Each line that follows is to be retyped exactly.

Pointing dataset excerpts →
-- -- --
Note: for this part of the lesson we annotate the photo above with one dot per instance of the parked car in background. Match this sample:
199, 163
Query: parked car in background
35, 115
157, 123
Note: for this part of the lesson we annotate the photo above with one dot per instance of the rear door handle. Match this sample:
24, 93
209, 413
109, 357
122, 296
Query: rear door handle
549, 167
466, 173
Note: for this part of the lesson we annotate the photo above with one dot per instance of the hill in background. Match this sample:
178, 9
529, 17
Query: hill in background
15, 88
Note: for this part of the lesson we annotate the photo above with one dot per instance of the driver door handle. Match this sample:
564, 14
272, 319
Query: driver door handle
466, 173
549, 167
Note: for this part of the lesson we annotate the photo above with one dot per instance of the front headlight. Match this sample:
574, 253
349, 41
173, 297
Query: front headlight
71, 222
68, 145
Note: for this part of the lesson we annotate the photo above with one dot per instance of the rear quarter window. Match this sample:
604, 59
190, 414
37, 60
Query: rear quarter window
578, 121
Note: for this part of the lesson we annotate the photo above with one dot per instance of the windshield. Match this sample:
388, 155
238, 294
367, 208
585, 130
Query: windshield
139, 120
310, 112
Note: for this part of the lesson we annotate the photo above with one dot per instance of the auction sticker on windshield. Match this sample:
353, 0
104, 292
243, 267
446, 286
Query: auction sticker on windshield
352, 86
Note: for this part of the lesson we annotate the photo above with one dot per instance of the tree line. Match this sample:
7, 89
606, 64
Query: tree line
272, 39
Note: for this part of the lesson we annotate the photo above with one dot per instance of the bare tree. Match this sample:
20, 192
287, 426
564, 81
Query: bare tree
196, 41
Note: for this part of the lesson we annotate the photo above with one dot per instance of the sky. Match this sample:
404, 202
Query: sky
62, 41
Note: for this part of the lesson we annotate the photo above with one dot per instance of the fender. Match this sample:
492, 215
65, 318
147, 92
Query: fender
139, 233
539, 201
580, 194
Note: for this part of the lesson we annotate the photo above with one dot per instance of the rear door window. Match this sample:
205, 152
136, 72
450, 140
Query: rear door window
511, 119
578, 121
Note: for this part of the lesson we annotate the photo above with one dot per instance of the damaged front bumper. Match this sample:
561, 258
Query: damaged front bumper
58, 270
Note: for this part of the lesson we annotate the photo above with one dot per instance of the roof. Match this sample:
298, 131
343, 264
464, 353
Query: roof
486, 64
-- -- --
TASK OUTPUT →
Note: for this part of the lesson we annotate the photo above with one dot per instance of the parked car in background. Match this sample:
199, 163
Query: parked car in background
35, 115
157, 123
Note: for this part of the lesson we annotate the photo above with one dot per instance of the rear door handle. Match this sample:
24, 93
209, 413
109, 357
122, 296
Query: rear door handle
549, 167
466, 173
Note: for this part of the lesson we annotate the photo above with one dot per instance of the hill in background. Match this sample:
178, 9
529, 17
Query: hill in background
15, 88
Note: for this part of the lesson we annotate the photo above with one dot per instance of the driver door handle. Match this sample:
564, 14
272, 319
Query: driver door handle
466, 173
549, 167
Note: for this part of the lesson we annotate the photo above with one dot per instance of the front headlight. Match this sample:
574, 253
349, 41
173, 297
Query: front headlight
71, 222
68, 145
Note: for this part of the lesson we annotate the photo above with one dot per instance of the rear quarter window. Match this sample:
604, 59
190, 414
37, 60
Query: rear quarter window
578, 121
Note: for this part of the lesson we annotate the photo above with one dot per instance of the windshield. Match this sample:
388, 155
238, 294
367, 208
585, 130
Query: windshield
139, 120
310, 112
Note: for this part of the lesson we annotate the photo above with one dot per instance of the auction sticker on windshield. Match this sample:
353, 0
104, 292
243, 267
446, 286
Query: auction sticker on windshield
352, 86
Note: for this part of the lesson we annotate the photo above with one dot per instance of the tree line. Match this sample:
7, 89
606, 64
Query: tree line
272, 39
Note: for this part of the lesson we annotate the photo above with one dot per instance of the bare tree. Match this sample:
20, 192
287, 426
564, 81
Query: bare tree
196, 41
Note: for this part of the lesson we annotate the photo above with one dot per instance of the sky. Match this sample:
404, 202
Query: sky
62, 41
Note: for this part of the lesson we annotate the photo above with one dot per instance of the fender. Match this sample:
492, 215
65, 318
147, 92
Query: fender
139, 233
539, 201
580, 194
Note: for this part of the lesson we annotate the photo above with one dot per instance of the rear door window. Match this sample:
205, 152
136, 72
450, 140
Query: rear door window
511, 119
578, 121
Note: for this part of the lesson we annotate the photo above with one dot per instance of the damaged front bumper. Match this sample:
561, 258
Query: damaged front bumper
58, 270
Note: for this part of the lesson we annotate the photo above with one dot per instance of the roof. Match this sample:
298, 131
343, 264
464, 353
Query: roof
486, 64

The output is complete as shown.